Stored items from a collection
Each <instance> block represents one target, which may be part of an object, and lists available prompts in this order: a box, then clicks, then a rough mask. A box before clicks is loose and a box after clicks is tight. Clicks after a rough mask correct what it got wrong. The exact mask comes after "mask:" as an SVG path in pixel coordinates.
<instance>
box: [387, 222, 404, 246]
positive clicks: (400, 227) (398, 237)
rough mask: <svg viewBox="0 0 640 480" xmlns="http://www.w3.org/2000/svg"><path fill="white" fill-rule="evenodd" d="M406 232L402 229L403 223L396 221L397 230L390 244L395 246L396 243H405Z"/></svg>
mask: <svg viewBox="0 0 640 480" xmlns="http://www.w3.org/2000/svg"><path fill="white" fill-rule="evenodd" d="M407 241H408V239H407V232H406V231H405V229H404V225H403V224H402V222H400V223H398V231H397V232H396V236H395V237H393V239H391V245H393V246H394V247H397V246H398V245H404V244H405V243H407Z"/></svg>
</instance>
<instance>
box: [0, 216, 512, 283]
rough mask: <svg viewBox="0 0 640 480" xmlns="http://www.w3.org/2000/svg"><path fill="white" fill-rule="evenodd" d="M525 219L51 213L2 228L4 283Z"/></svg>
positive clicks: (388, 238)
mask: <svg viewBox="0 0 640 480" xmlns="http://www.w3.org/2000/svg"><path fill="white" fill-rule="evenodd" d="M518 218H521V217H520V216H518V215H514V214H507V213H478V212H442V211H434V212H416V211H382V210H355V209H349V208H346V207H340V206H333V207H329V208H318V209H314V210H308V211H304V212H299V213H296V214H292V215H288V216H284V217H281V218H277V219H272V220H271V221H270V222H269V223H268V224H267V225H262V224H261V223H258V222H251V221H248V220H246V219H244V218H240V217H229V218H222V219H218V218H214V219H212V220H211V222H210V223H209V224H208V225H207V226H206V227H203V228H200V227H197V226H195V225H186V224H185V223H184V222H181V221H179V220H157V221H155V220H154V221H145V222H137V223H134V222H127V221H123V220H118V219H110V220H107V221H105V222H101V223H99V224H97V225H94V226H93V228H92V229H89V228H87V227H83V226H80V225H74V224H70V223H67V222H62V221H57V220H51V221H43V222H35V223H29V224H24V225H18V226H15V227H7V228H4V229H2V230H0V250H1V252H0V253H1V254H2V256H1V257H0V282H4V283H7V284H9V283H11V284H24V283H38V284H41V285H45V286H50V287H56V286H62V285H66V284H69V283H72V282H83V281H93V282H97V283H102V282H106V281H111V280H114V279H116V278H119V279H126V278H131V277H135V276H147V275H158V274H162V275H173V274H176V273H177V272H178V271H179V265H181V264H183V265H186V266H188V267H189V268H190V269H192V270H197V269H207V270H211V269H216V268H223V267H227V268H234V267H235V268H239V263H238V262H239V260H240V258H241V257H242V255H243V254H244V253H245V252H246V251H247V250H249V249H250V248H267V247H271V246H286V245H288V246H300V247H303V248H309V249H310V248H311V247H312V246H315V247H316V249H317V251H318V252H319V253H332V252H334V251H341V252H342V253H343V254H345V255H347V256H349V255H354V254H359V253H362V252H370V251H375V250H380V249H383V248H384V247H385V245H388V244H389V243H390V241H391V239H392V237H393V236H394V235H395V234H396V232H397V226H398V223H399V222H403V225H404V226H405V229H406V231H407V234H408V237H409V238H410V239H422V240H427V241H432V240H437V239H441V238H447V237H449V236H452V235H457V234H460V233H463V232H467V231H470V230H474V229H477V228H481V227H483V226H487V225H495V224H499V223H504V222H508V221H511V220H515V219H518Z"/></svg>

▶ [Required work] Pull out each line of the records above that contains the string "rough", and leave out all other lines.

▶ [Result of this task]
Each <instance> block represents one target, which may be part of an object, and lists available prompts in this order: a box, then clicks, then a rough mask. A box before clicks is loose and a box after clicks is tight. Clicks after a rough mask correct what it got wrong. The exact mask comes after "mask:" as an SVG path in pixel coordinates.
rough mask: <svg viewBox="0 0 640 480" xmlns="http://www.w3.org/2000/svg"><path fill="white" fill-rule="evenodd" d="M406 232L402 229L403 223L396 221L397 230L390 244L395 246L396 243H405Z"/></svg>
rough mask: <svg viewBox="0 0 640 480" xmlns="http://www.w3.org/2000/svg"><path fill="white" fill-rule="evenodd" d="M525 219L51 213L2 228L4 283Z"/></svg>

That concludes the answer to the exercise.